The answer must consist of every record below, transcribed exactly.

Input Block Start

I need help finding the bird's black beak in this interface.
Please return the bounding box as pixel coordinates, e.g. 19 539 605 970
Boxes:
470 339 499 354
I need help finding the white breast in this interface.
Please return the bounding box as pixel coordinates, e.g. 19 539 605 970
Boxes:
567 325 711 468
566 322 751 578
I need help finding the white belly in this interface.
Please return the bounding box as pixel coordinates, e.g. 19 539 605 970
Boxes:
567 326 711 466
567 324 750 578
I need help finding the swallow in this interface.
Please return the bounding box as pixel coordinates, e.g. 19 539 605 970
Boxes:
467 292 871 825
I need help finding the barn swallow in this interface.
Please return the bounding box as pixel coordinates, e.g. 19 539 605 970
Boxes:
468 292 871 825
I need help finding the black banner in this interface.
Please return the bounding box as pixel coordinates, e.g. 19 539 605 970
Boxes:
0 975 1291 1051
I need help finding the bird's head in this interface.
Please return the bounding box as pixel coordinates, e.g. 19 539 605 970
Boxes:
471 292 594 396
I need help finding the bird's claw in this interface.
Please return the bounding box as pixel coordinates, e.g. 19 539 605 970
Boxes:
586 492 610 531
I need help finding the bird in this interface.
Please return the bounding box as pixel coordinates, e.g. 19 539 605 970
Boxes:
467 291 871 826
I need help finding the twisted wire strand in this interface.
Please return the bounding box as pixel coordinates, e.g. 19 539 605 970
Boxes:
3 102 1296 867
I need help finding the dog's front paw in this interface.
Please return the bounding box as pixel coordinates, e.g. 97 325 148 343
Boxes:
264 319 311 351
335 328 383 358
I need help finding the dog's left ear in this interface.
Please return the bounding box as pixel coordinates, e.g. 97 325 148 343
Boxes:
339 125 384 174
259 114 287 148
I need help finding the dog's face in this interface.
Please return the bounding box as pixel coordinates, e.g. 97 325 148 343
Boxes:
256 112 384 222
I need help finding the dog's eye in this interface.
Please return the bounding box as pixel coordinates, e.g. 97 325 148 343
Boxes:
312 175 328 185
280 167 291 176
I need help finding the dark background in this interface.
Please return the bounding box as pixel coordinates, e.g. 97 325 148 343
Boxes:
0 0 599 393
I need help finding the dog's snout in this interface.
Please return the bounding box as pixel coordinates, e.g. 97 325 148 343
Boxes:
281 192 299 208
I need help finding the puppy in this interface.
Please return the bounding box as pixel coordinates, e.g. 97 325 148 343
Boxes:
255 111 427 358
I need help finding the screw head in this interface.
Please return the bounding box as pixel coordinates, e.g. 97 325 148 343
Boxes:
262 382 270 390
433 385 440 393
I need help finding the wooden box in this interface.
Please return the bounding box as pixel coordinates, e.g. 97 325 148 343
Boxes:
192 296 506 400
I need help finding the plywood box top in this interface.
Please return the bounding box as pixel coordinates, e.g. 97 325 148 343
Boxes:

Input Block End

§ Response to this exercise:
I need help finding the bird's black beak in this interface.
Please return the bounding box as pixel coordinates, e.g. 19 539 605 970
Boxes:
470 339 499 354
I need help finding the white breast in this interface.
Please return the bounding box as pixel coordinates, e.g. 19 539 605 970
Boxes:
567 325 711 468
566 322 751 578
I need help finding the white belly in this interface.
Please return the bounding box as pixel coordinates, e.g. 19 539 605 970
Boxes:
567 326 711 466
567 324 750 578
I need help finding the swallow in this interface.
Please return the bounding box as pixel coordinates, e.g. 19 539 605 970
Boxes:
467 292 871 825
I need help finding the barn swallow in this interface.
Please return the bounding box as pixel coordinates, e.g. 19 539 605 970
Boxes:
468 292 871 825
I need help finding the black banner in this interface.
Please return the bounding box as pixel coordinates, e.g. 19 539 605 970
Boxes:
0 975 1291 1051
I need help finding the bird's head in this interface.
Please return the bounding box as pixel coordinates, e.g. 19 539 605 970
Boxes:
471 292 594 396
I need help finding the bird's claw in this interface.
Please return the bounding box as pixel coordinates, e.g. 19 539 605 970
Boxes:
586 492 610 531
I need help finding the bird in this interface.
Please return the bounding box as pixel coordinates, e.g. 19 539 605 970
Boxes:
467 291 871 826
I need help finding the twisted wire strand in this interface.
Please return the bounding box as pixel coordinates, e.g. 19 539 605 970
Boxes:
3 102 1296 867
I need help finding the dog's front paw in this interface.
Please return the bounding box as pixel coordinates, e.g. 97 325 148 343
Boxes:
264 319 311 351
335 328 383 358
I need help finding the dog's left ear in this interface.
Please return the bounding box as pixel coordinates, e.g. 97 325 148 343
Boxes:
339 125 384 174
259 114 287 148
I need help finding the dog's face in this interface.
Please return the bounding box as pixel coordinates, e.g. 97 325 148 343
Boxes:
256 112 384 222
I need help finding the dog's eye in this interface.
Please return the bounding box as pixel coordinates, e.g. 97 325 148 343
Boxes:
312 175 328 185
280 167 291 176
I need help finding the dark background in this interface.
Please return the bounding box as pixel coordinates, e.g. 97 325 148 343
Boxes:
0 0 599 393
I need help finding the dog's snout in this interface.
Please return the bounding box as pixel coordinates, e.g. 97 325 148 343
Boxes:
281 192 299 208
I need help finding the puppy in this interface.
Please return the bounding box as pixel coordinates, e.g. 97 325 148 343
Boxes:
255 111 427 358
I need help finding the screw head in this interface.
Please return the bounding box as pixel coordinates, e.g. 97 325 148 343
Boxes:
262 382 270 390
433 385 440 393
I need help finding the wooden box in this interface.
Please return the bounding box as pixel coordinates, e.g. 97 325 148 343
Boxes:
192 296 506 400
I need help finding the plywood box top in this interface.
Please return the bounding box as pixel coordinates, e.g. 97 325 148 343
Boxes:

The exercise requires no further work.